_Listing_
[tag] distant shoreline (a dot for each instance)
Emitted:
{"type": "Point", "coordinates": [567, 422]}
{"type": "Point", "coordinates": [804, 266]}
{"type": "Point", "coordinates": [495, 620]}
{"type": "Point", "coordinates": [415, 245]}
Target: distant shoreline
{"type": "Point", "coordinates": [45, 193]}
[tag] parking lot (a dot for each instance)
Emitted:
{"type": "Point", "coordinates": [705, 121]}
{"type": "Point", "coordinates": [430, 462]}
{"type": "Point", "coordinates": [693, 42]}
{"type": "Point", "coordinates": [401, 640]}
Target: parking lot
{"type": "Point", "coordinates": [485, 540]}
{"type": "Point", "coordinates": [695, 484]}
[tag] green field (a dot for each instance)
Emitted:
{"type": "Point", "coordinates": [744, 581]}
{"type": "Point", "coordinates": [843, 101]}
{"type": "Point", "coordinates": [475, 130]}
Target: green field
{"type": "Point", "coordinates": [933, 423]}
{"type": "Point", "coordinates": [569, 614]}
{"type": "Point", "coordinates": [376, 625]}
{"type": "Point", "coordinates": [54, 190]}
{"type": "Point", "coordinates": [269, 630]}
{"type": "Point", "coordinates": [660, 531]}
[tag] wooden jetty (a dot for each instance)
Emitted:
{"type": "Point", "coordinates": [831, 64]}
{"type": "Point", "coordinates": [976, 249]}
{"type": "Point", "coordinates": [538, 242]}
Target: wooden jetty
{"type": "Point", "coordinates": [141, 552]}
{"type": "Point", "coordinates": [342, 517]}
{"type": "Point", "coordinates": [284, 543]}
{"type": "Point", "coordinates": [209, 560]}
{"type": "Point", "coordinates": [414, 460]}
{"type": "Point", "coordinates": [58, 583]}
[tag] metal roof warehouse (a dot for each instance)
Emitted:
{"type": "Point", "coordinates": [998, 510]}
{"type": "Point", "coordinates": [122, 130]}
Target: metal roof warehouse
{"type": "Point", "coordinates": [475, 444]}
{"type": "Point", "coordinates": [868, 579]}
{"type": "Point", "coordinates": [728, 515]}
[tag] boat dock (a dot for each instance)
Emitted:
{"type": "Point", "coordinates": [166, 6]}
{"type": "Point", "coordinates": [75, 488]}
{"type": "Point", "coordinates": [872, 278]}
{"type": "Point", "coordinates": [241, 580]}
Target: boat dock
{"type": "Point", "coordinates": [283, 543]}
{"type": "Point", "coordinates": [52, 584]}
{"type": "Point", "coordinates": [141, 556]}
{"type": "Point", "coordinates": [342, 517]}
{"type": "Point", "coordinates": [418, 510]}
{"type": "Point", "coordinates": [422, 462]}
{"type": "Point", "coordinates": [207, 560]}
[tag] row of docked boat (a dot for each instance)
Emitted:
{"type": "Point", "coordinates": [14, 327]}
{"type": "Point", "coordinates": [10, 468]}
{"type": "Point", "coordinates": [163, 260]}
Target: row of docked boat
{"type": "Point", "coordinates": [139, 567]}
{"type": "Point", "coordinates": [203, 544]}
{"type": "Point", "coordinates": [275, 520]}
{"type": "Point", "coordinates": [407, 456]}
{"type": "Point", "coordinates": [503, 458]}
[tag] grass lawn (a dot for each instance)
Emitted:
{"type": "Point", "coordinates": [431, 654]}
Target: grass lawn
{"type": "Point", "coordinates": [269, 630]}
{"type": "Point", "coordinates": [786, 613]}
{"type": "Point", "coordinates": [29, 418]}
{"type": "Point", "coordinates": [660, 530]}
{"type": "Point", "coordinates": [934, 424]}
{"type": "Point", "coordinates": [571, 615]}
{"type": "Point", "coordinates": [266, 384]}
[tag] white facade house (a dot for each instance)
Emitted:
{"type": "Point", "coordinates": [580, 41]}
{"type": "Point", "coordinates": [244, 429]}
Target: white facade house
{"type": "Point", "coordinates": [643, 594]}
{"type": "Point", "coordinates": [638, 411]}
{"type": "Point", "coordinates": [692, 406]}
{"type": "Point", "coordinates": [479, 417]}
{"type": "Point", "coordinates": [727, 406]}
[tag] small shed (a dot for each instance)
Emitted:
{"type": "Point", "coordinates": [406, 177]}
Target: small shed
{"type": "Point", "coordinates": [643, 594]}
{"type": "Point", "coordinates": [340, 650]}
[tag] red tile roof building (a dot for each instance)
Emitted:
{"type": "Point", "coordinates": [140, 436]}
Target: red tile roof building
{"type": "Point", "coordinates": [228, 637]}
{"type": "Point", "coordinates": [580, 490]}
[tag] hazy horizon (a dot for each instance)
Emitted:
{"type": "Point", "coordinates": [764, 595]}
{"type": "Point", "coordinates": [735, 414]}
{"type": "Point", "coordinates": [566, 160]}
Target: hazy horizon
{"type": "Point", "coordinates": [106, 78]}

_Stated exercise_
Reproduce the complete data exactly as presented above.

_Output of the exercise_
[tag] distant shoreline (a dot for each instance)
Emitted:
{"type": "Point", "coordinates": [567, 422]}
{"type": "Point", "coordinates": [804, 266]}
{"type": "Point", "coordinates": [495, 620]}
{"type": "Point", "coordinates": [415, 245]}
Target: distant shoreline
{"type": "Point", "coordinates": [45, 193]}
[tag] parking lot (a dot for each instance)
Emitted:
{"type": "Point", "coordinates": [705, 121]}
{"type": "Point", "coordinates": [430, 462]}
{"type": "Point", "coordinates": [693, 42]}
{"type": "Point", "coordinates": [401, 640]}
Target: parking lot
{"type": "Point", "coordinates": [485, 540]}
{"type": "Point", "coordinates": [695, 484]}
[tag] green field (a dot for each instance)
Emitted:
{"type": "Point", "coordinates": [744, 581]}
{"type": "Point", "coordinates": [843, 101]}
{"type": "Point", "coordinates": [475, 130]}
Target: green field
{"type": "Point", "coordinates": [933, 423]}
{"type": "Point", "coordinates": [569, 614]}
{"type": "Point", "coordinates": [376, 625]}
{"type": "Point", "coordinates": [54, 190]}
{"type": "Point", "coordinates": [269, 630]}
{"type": "Point", "coordinates": [660, 531]}
[tag] wooden jetty (a dot for each instance)
Emitted:
{"type": "Point", "coordinates": [831, 64]}
{"type": "Point", "coordinates": [976, 249]}
{"type": "Point", "coordinates": [538, 242]}
Target: wooden jetty
{"type": "Point", "coordinates": [141, 552]}
{"type": "Point", "coordinates": [342, 517]}
{"type": "Point", "coordinates": [284, 543]}
{"type": "Point", "coordinates": [209, 560]}
{"type": "Point", "coordinates": [414, 460]}
{"type": "Point", "coordinates": [58, 583]}
[tag] metal roof warehouse (a dot for each instance)
Emitted:
{"type": "Point", "coordinates": [998, 510]}
{"type": "Point", "coordinates": [122, 130]}
Target: metal roof warehouse
{"type": "Point", "coordinates": [475, 444]}
{"type": "Point", "coordinates": [868, 579]}
{"type": "Point", "coordinates": [728, 515]}
[tag] boat dock (a dot for each instance)
Emitted:
{"type": "Point", "coordinates": [166, 6]}
{"type": "Point", "coordinates": [75, 488]}
{"type": "Point", "coordinates": [872, 278]}
{"type": "Point", "coordinates": [241, 580]}
Target: boat dock
{"type": "Point", "coordinates": [283, 543]}
{"type": "Point", "coordinates": [52, 584]}
{"type": "Point", "coordinates": [141, 556]}
{"type": "Point", "coordinates": [342, 517]}
{"type": "Point", "coordinates": [418, 510]}
{"type": "Point", "coordinates": [422, 462]}
{"type": "Point", "coordinates": [207, 560]}
[tag] row of docked boat (a dot for each instance)
Emitted:
{"type": "Point", "coordinates": [14, 327]}
{"type": "Point", "coordinates": [10, 468]}
{"type": "Point", "coordinates": [163, 260]}
Target: row of docked boat
{"type": "Point", "coordinates": [139, 567]}
{"type": "Point", "coordinates": [203, 544]}
{"type": "Point", "coordinates": [275, 520]}
{"type": "Point", "coordinates": [407, 456]}
{"type": "Point", "coordinates": [503, 458]}
[tag] grass lawn (a dot for each instance)
Emitted:
{"type": "Point", "coordinates": [431, 654]}
Target: grass lawn
{"type": "Point", "coordinates": [269, 630]}
{"type": "Point", "coordinates": [786, 613]}
{"type": "Point", "coordinates": [29, 418]}
{"type": "Point", "coordinates": [660, 530]}
{"type": "Point", "coordinates": [934, 424]}
{"type": "Point", "coordinates": [571, 615]}
{"type": "Point", "coordinates": [266, 384]}
[tag] white facade house (a dot for each instance)
Emitted:
{"type": "Point", "coordinates": [580, 41]}
{"type": "Point", "coordinates": [244, 429]}
Target: white facade house
{"type": "Point", "coordinates": [643, 594]}
{"type": "Point", "coordinates": [638, 411]}
{"type": "Point", "coordinates": [692, 406]}
{"type": "Point", "coordinates": [479, 417]}
{"type": "Point", "coordinates": [727, 406]}
[tag] small shed (a dot for each instance)
Emitted:
{"type": "Point", "coordinates": [406, 177]}
Target: small shed
{"type": "Point", "coordinates": [643, 594]}
{"type": "Point", "coordinates": [340, 650]}
[tag] red tile roof building (a dot for each instance)
Emitted:
{"type": "Point", "coordinates": [140, 436]}
Target: red tile roof building
{"type": "Point", "coordinates": [228, 637]}
{"type": "Point", "coordinates": [580, 490]}
[tag] hazy horizon (a dot for each instance)
Emitted:
{"type": "Point", "coordinates": [764, 595]}
{"type": "Point", "coordinates": [735, 414]}
{"type": "Point", "coordinates": [566, 160]}
Target: hazy horizon
{"type": "Point", "coordinates": [106, 78]}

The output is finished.